→ SUPPLIED TEXT
Knowledge of the COVID-19 continues to increase, but there are still unknowns — especially about symptoms of the virus.

Researchers from the Michigan State University College of Nursing hope to learn more about COVID-19 symptoms through a 12-month study funded by a $48,250 grant from the Blue Cross Blue Shield of Michigan Foundation.

Dr. Horng-Shiuann Wu, associate professor of nursing; Dr. Bill Given, professor of nursing; and Dr. Dola Pathak, assistant professor of statistics in the College of Natural Science, in partnership with nearby Sparrow Health, will use the Sparrow patient registry to investigate the symptoms among six random samples of in- and outpatients between three and eight months following a positive test of COVID-19 infection.

Through telephone interviews and Qualtrics surveys, the plan is to interview about 325 adults to account for a 35 percent attrition, or reduction in participation.

→ DATA RECORDS

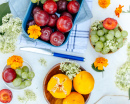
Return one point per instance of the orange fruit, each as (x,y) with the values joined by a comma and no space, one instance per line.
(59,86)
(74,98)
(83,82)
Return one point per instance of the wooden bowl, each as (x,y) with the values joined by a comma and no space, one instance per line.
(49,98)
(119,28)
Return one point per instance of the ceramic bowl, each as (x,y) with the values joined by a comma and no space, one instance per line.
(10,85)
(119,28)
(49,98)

...

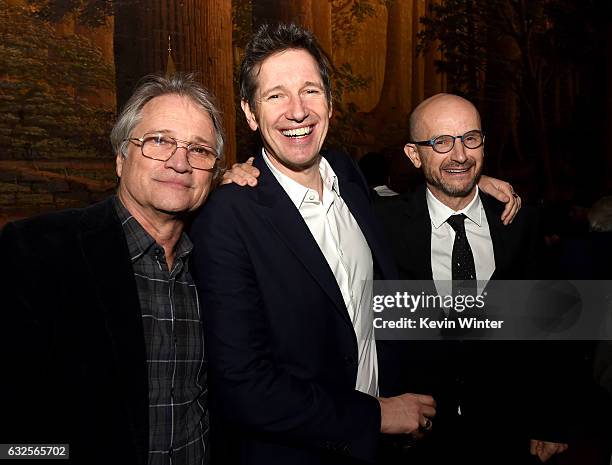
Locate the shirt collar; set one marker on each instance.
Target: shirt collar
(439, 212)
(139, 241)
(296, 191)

...

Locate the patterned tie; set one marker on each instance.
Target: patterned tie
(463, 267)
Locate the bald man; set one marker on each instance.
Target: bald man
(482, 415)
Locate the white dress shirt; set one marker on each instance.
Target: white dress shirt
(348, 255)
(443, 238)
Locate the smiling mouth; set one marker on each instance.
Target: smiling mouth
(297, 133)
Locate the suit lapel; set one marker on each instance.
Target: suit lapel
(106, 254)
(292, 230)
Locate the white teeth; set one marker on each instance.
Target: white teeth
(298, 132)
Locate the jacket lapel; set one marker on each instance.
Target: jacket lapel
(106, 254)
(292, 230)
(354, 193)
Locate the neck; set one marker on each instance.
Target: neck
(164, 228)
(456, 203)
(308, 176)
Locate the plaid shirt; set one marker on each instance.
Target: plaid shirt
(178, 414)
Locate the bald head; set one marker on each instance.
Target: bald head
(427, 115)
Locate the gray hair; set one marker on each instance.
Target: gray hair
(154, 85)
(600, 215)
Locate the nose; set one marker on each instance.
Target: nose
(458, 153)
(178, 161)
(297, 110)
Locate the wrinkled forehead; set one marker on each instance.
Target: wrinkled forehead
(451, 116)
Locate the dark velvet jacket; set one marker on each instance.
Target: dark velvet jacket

→ REQUIRED WORK
A) Answer these about the COVID-19 study passage:
(i) How long will the study run?
(ii) Which foundation's grant funds it?
(iii) About how many adults does the plan aim to interview?
B) Which researchers does the COVID-19 study passage name? List every one.
C) Can you resume the COVID-19 study passage, starting right after its last sentence?
The rows come from a separate source and are unrelated to the COVID-19 study passage.

→ RESULTS BY TASK
A)
(i) 12 months
(ii) The Blue Cross Blue Shield of Michigan Foundation
(iii) About 325

B)
Dr. Horng-Shiuann Wu
Dr. Bill Given
Dr. Dola Pathak

C)
Preparation began in late summer 2020 and continues for the study to begin July 1 this year. Part of the preparation includes developing a plan for recruiting participants and asking questions without in-person contact. About 100 questions will be asked to screen for 23 symptoms likely associated with COVID-19. Participants will also be asked demographic questions in addition to questions about comorbidities, their access to and use of use of medical care.

“Not only are we collecting information, we want to test if it will be feasible to implement some kind of strategies for patients self-managing persistent symptoms,” Wu said.

Another component of the study is following up on symptoms, and usability of a symptom management toolkit that was previously developed by Given for managing 30 common cancer symptoms.

The adapted toolkit offers evidence-based self-care techniques and consists of 23 symptoms likely associated to COVID-19. It includes all 11 common COVID-19 symptoms listed by the Center for Disease Control and Prevention, except for rhinorrhea/congestion, sore throat and loss of smell.

“We want to know whether or not the toolkit is of interest to patients and if they’re using it, if they find it helpful,” Wu said.

Wu, who primarily studies symptoms caused by cancer, said she has an interest in survivorship issues. This, coupled with knowledge that more researchers are studying infection and treatment of COVID-19 instead of symptoms, presented an opportunity.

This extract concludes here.